# The task:
Across all the entries below, how many lines mention the string "clicks"? Respond with a single number.

* * *

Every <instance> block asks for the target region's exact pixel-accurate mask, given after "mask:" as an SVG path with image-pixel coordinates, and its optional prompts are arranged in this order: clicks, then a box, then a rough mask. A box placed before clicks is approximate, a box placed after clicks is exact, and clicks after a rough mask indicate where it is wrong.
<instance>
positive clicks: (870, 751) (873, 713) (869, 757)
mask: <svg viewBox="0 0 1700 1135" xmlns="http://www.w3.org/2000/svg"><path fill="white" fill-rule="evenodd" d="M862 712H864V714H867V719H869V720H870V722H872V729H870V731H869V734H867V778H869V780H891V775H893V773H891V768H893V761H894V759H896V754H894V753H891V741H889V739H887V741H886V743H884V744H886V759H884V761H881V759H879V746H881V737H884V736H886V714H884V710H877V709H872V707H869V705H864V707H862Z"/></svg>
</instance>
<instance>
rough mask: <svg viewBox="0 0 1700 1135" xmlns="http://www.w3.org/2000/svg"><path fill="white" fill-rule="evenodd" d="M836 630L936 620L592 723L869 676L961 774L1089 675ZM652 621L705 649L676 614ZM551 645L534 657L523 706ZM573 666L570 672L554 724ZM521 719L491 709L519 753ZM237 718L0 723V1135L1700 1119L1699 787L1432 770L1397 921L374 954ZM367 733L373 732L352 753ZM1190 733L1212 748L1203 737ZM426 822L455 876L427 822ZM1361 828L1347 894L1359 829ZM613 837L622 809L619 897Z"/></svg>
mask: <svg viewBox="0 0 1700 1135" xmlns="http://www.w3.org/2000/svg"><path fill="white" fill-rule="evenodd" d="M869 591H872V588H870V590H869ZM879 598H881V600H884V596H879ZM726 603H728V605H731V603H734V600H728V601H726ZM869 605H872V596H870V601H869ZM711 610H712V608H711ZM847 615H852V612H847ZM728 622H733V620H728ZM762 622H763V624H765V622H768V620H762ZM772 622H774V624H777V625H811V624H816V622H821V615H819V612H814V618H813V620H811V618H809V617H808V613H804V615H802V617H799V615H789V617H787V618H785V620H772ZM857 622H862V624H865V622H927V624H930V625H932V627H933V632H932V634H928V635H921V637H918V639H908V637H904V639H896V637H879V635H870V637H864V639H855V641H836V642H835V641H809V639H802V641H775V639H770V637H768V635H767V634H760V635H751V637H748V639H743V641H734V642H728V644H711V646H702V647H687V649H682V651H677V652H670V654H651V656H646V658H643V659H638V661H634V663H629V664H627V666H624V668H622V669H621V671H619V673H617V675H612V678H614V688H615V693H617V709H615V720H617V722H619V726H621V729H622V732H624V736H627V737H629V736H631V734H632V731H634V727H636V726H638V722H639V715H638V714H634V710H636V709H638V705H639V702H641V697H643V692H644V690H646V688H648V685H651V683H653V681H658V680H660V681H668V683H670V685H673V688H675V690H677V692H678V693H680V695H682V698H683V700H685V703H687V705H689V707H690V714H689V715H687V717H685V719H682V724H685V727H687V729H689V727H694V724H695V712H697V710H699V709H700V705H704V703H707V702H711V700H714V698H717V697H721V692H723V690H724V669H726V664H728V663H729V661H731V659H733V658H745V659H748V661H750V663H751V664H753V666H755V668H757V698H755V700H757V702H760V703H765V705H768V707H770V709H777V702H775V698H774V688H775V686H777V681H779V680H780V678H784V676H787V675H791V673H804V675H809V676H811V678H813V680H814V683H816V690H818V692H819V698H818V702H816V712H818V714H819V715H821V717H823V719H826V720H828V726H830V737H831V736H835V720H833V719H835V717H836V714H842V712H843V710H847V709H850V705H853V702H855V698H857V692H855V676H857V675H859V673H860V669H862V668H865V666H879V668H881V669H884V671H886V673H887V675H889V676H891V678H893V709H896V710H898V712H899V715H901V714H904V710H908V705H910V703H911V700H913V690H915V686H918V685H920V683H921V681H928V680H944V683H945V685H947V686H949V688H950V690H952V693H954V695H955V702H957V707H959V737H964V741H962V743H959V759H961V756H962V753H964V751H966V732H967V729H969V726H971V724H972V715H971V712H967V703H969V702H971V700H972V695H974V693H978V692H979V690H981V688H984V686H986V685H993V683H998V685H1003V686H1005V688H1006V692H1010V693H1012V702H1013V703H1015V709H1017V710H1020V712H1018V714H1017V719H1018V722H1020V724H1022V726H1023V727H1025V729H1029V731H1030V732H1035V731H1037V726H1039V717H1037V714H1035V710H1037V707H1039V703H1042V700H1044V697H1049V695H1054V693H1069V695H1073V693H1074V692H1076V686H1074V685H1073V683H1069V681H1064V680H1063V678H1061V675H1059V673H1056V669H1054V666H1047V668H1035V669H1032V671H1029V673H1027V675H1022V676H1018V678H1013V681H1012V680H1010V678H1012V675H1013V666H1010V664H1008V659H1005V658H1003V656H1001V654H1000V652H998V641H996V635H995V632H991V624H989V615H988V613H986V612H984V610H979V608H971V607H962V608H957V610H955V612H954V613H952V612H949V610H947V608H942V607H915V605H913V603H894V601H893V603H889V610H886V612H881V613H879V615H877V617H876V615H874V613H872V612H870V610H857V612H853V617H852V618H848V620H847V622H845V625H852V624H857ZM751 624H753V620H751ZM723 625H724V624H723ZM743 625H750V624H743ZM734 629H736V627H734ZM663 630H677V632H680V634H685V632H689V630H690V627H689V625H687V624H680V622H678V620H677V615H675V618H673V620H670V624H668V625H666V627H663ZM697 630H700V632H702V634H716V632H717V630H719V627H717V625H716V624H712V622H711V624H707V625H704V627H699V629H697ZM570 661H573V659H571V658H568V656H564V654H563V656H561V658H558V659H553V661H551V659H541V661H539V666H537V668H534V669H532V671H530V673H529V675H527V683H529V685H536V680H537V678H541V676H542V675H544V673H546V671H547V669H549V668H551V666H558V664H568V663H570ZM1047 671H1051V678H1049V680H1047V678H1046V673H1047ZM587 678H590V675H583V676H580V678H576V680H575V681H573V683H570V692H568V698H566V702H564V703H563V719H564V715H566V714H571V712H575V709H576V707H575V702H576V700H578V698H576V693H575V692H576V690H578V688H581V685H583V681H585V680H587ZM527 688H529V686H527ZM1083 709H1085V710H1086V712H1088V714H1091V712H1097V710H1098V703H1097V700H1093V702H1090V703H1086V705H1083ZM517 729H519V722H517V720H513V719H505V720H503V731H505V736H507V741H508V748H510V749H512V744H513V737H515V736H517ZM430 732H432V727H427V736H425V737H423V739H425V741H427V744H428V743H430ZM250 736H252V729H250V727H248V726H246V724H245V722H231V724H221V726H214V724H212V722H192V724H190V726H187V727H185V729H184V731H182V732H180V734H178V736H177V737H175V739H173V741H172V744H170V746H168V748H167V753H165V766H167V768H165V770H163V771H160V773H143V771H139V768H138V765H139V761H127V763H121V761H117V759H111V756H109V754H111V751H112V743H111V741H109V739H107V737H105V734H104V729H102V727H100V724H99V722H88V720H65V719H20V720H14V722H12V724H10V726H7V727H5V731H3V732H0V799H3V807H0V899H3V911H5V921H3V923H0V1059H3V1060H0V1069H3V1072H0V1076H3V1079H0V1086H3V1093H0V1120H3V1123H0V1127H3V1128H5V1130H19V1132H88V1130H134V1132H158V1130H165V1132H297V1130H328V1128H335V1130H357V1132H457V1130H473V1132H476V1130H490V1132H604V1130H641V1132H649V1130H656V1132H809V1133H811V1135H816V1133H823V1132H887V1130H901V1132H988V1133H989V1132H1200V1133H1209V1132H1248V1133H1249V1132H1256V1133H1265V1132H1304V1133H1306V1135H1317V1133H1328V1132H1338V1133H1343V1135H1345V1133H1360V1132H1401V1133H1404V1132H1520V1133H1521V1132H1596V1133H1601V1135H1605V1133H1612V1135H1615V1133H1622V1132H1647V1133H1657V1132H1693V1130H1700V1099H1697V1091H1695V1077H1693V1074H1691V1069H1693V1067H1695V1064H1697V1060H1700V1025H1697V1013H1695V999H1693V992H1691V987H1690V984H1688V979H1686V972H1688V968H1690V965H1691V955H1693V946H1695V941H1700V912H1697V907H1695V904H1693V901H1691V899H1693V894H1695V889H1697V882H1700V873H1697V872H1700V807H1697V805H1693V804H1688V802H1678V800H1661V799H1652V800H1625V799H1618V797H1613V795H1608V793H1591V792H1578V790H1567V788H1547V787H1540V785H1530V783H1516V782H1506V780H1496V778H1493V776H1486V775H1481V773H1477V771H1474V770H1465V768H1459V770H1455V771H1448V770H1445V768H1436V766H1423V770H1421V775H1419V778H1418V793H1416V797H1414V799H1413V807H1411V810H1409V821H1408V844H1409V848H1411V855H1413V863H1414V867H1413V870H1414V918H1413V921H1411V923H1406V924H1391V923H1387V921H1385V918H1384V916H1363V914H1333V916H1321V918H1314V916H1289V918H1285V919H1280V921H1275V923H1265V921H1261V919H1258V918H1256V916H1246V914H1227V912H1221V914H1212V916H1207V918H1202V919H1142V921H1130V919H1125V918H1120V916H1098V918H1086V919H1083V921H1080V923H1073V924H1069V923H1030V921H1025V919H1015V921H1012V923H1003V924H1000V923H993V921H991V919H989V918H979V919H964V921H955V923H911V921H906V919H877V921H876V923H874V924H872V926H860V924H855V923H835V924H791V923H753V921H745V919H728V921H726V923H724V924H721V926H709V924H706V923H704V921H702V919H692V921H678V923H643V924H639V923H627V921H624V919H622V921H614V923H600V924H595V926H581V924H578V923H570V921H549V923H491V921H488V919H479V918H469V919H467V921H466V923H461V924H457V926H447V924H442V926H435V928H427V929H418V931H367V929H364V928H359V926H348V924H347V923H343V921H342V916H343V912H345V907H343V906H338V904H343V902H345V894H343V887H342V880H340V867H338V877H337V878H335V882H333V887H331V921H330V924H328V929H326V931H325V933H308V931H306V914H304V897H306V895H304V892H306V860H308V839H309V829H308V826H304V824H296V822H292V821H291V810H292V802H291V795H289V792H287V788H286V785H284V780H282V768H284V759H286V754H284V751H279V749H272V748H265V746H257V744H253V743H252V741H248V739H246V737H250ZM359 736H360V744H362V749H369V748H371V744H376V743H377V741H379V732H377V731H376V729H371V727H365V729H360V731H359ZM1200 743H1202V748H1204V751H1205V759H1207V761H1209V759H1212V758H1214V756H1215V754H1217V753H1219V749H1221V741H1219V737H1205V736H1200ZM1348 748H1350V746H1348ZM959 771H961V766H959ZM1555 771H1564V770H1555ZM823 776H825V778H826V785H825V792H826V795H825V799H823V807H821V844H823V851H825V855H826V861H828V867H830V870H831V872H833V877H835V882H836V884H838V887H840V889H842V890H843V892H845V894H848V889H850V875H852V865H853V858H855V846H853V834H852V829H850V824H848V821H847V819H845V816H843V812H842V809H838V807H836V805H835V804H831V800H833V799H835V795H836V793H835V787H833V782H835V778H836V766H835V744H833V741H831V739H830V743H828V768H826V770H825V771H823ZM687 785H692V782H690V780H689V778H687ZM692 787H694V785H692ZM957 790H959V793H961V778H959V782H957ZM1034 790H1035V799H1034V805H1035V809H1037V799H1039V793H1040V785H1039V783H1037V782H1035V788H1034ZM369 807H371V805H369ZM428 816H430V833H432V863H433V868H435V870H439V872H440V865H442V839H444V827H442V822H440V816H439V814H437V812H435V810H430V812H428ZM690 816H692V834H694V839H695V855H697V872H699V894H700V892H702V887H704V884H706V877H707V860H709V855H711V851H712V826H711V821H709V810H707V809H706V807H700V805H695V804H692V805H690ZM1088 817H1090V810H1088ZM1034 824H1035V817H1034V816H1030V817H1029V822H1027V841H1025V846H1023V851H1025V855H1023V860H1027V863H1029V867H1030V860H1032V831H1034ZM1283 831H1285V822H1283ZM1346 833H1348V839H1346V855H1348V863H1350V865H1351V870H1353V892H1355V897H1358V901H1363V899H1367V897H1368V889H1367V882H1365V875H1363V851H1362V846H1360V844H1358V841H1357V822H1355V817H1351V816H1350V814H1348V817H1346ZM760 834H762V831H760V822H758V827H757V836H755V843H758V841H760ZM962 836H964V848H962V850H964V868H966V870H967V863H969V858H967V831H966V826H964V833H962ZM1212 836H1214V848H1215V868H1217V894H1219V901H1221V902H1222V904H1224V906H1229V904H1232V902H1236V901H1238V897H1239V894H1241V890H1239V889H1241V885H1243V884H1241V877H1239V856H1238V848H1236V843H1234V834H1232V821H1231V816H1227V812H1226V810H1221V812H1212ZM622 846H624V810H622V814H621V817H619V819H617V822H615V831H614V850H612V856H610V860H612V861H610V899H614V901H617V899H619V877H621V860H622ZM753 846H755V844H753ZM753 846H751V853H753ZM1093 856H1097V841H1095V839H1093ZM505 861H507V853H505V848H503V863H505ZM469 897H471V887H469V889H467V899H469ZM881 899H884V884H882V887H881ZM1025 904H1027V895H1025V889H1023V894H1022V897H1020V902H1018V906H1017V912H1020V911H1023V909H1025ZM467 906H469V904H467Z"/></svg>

* * *

# Response to this exercise:
2